Records of labeled boxes
+++++

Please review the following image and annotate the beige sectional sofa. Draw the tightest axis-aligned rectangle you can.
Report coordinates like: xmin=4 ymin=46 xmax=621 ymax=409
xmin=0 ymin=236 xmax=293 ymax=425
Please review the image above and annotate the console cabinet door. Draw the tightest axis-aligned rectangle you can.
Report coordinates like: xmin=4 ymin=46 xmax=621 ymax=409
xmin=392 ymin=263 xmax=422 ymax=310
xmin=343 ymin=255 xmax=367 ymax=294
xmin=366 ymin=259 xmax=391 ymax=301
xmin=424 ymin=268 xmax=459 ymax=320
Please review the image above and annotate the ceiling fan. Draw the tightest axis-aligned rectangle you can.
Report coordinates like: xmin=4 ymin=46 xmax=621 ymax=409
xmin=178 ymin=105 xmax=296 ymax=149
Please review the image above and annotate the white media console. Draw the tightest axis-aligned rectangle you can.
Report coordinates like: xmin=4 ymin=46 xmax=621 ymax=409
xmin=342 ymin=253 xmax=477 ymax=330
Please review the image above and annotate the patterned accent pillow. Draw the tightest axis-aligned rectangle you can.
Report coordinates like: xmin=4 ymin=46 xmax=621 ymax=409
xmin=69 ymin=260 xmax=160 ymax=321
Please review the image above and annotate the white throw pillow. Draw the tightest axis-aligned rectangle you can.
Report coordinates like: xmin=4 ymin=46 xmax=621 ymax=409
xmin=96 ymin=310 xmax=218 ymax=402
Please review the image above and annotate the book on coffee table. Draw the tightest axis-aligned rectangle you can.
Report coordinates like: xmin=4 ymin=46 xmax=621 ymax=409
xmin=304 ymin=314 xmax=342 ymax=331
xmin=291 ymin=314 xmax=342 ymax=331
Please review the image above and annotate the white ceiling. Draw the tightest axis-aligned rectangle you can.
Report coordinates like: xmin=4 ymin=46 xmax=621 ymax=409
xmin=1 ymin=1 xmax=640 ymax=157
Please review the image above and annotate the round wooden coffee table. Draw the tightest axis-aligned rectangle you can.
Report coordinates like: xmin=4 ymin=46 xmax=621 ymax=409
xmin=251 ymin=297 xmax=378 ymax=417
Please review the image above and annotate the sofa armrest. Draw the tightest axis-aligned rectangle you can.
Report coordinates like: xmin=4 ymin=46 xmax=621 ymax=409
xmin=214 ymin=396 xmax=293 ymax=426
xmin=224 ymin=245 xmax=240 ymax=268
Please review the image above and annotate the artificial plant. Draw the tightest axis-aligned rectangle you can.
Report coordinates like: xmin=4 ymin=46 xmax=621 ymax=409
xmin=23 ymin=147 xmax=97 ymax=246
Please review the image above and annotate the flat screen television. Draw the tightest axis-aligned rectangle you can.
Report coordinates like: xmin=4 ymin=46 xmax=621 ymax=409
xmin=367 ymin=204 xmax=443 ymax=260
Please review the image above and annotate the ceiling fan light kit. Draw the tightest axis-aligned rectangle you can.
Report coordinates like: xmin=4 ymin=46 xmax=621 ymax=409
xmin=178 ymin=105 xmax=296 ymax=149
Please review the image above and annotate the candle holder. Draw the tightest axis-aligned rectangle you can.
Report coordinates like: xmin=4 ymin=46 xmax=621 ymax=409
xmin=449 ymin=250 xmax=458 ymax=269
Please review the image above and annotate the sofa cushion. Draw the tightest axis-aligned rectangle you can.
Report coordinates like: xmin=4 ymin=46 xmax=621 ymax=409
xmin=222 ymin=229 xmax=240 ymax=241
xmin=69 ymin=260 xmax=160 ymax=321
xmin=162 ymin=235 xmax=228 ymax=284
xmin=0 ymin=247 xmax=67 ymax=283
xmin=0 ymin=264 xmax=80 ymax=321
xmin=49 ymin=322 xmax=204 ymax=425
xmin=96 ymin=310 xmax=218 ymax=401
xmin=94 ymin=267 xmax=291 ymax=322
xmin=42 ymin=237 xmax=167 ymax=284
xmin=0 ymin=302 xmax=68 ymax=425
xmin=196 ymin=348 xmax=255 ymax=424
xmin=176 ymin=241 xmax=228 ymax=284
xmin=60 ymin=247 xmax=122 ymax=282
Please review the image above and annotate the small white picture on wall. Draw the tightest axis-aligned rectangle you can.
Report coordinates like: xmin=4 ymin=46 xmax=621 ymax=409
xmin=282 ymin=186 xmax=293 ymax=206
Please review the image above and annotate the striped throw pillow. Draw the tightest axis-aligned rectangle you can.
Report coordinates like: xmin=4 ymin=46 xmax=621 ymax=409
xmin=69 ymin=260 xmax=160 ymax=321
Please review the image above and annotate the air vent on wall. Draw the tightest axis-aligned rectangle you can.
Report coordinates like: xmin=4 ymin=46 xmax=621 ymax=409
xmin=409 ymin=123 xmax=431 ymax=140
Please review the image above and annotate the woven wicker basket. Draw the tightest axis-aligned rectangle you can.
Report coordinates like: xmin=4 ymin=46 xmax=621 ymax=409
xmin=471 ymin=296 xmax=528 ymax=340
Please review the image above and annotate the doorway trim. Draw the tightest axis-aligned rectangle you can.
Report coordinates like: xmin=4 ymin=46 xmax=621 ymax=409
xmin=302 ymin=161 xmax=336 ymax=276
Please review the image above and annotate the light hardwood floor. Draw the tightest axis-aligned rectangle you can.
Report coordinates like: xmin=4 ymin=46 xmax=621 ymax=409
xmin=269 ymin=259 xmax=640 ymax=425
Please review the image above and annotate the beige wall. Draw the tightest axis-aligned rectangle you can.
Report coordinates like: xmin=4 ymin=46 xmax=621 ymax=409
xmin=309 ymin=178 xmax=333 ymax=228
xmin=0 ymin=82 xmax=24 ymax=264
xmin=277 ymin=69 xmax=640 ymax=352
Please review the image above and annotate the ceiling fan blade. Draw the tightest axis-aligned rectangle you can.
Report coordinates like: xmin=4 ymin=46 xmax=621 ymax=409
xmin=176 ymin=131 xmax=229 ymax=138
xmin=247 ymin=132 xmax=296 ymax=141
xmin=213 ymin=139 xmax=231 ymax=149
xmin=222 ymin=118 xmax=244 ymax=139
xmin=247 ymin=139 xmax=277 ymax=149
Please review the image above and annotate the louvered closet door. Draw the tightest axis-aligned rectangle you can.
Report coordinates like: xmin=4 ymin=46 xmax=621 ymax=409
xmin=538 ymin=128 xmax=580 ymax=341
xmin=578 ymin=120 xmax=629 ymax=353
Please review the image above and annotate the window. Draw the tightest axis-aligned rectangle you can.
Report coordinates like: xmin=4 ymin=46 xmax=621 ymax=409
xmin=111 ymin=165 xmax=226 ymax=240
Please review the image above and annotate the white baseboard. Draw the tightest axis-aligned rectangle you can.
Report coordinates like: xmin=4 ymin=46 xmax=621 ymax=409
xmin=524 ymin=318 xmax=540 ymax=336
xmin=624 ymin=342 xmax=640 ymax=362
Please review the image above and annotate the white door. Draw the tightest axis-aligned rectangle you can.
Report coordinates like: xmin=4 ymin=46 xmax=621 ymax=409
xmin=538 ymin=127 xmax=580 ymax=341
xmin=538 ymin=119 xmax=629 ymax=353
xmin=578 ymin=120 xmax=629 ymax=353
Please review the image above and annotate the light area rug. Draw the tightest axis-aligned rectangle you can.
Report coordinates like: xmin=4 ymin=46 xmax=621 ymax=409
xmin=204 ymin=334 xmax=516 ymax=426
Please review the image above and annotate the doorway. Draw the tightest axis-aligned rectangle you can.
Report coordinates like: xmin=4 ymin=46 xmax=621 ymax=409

+++++

__Work to complete__
Count the lines in the listing that contain the string "table", and reply with the number alone.

__Full answer__
2